* _Extrait du texte_

::::

Le service des Archives municipales de Beaune vous présente ses meilleurs vœux pour l’année 2024. Cette année, dans notre chronique bimensuelle, tout en continuant à vous faire découvrir des archives et des épisodes de l’histoire locale, nous nous attacherons à vous faire mieux connaitre le métier et les coulisses des Archives. Et nous allons commencer par détruire une image d’Épinal : les gants blancs sont l’ennemi des archives !

Caresses à mains nues

Contrairement à ce que la télévision a grand plaisir à nous montrer, porter des gants pour manipuler des documents anciens est plus néfaste que protecteur. En effet, en portant des gants l’on perd une certaine dextérité et le risque de déchirer le papier est plus grand, notamment les papiers à base de pâte de bois du XIXe siècle ou ceux ayant un jour pris l’eau. De plus, les gants blancs sont souvent en coton non lisse : ils accrochent les papiers fragiles qui partent en poussière. Le coton retient aussi des impuretés ou des champignons qui vont se redéposer sur d’autres documents dans le cas où les gants servent plusieurs fois. Vous l’aurez compris, les gants sont à proscrire. L’on conseille simplement à nos lecteurs voulant consulter des parchemins d’avoir les mains bien lavées et bien sûr de ne pas s’humidifier les doigts pour tourner les pages…

Les parchemins ont la peau dure

Il faut aussi casser un autre mythe : les documents anciens ne sont pas les plus fragiles. Les archivistes veillent à ce que les chartes, ordonnances, registres de compte soient protégés au maximum de la lumière et des gros écarts de température et d’humidité. Cependant, ces documents, dont les plus vieux à Beaune ont 820 ans, sont finalement souvent les plus costauds. Au Moyen-Âge, les papyrus, utilisés sur tout le pourtour de la Méditerranée pendant toute l’Antiquité, sont remplacés par le parchemin. Ce dernier, qui est une peau de bête, le plus souvent de chèvre ou de mouton, est très solide (on utilise aussi du veau mort-né pour les documents les plus prestigieux à cause de sa blancheur, le vélin). Le Parlement britannique a gardé la tradition de conserver un exemplaire de chaque loi votée sur du parchemin : et d’ailleurs, dans une compétition sur le temps long entre parchemin et numérique, je ne parierais pas sur le numérique…

On utilisait aussi pour les documents de moindre importance du papier chiffon réalisé à partir de fibres de chiffons en lin et en chanvre. Ce papier est là encore très résistant au passage du temps.

::::

* _Lignes fournies_
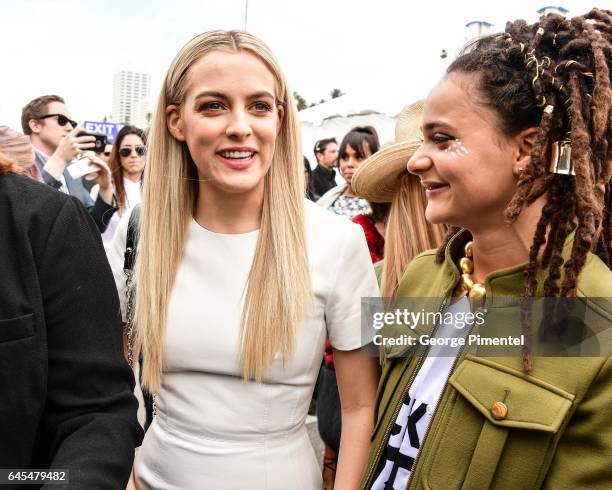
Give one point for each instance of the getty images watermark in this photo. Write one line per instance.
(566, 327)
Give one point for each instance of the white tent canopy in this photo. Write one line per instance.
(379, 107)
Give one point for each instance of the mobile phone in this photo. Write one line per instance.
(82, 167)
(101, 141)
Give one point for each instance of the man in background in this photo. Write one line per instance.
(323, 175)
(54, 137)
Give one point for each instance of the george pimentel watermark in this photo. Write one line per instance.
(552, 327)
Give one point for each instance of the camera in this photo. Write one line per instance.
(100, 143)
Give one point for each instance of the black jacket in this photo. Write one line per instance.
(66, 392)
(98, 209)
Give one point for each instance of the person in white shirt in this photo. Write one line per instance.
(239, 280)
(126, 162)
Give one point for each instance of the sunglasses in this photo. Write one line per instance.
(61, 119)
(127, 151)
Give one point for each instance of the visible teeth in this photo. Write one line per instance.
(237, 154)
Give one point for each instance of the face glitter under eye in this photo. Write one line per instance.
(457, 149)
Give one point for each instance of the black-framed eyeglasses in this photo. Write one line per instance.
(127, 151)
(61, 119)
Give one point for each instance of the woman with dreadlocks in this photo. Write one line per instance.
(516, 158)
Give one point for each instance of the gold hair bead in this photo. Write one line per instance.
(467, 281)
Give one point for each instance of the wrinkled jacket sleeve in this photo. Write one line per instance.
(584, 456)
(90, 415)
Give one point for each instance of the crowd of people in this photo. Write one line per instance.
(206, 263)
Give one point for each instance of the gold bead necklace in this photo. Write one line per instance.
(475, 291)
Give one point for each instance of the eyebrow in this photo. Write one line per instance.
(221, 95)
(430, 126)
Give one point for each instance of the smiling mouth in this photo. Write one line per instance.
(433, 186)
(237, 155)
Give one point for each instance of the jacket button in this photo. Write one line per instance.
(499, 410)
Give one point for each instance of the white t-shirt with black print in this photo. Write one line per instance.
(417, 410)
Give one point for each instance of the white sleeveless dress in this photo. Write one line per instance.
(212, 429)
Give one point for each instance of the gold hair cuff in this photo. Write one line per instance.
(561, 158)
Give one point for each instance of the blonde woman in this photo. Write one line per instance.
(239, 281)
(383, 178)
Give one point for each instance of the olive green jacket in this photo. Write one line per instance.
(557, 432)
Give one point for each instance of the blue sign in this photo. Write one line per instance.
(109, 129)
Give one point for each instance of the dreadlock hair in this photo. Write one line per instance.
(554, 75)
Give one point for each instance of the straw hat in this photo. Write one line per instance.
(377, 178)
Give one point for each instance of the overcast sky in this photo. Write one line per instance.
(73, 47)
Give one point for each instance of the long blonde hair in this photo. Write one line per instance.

::::

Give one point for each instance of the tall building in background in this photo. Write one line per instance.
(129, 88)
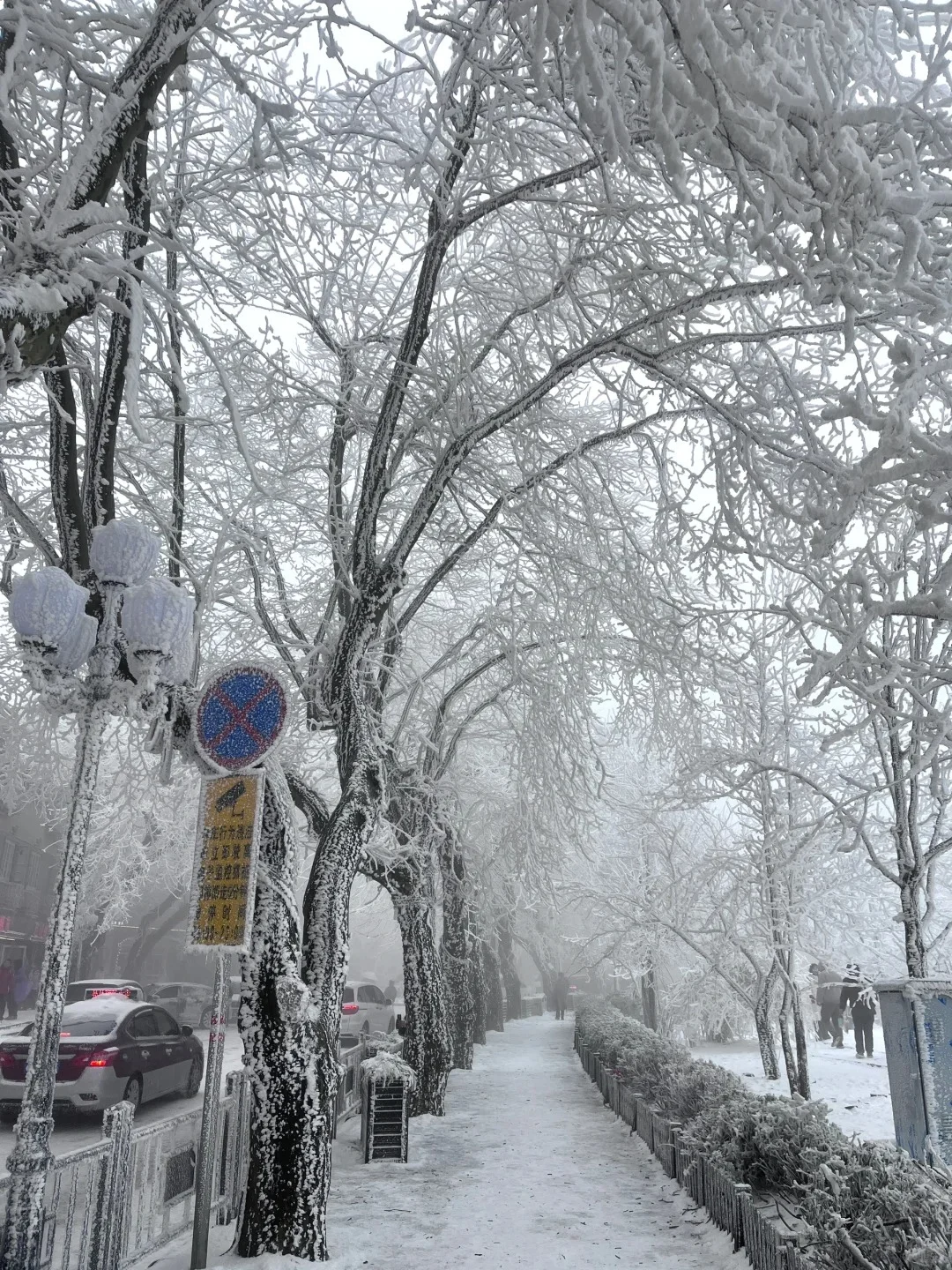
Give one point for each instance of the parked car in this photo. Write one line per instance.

::::

* _Consignes de travail_
(1) Recopiez un passage de l'extrait sur les archives : commencez aux mots « On utilisait aussi » et arrêtez-vous après « passage du temps. ».
(2) D'après l'extrait sur les archives, quel âge ont les plus vieux documents conservés à Beaune ?
Les lignes forment un matériau à part, sans lien avec l'extrait sur les archives.

* _Réponses par consigne_
(1)
On utilisait aussi pour les documents de moindre importance du papier chiffon réalisé à partir de fibres de chiffons en lin et en chanvre. Ce papier est là encore très résistant au passage du temps.

(2) Les plus vieux documents conservés à Beaune ont 820 ans.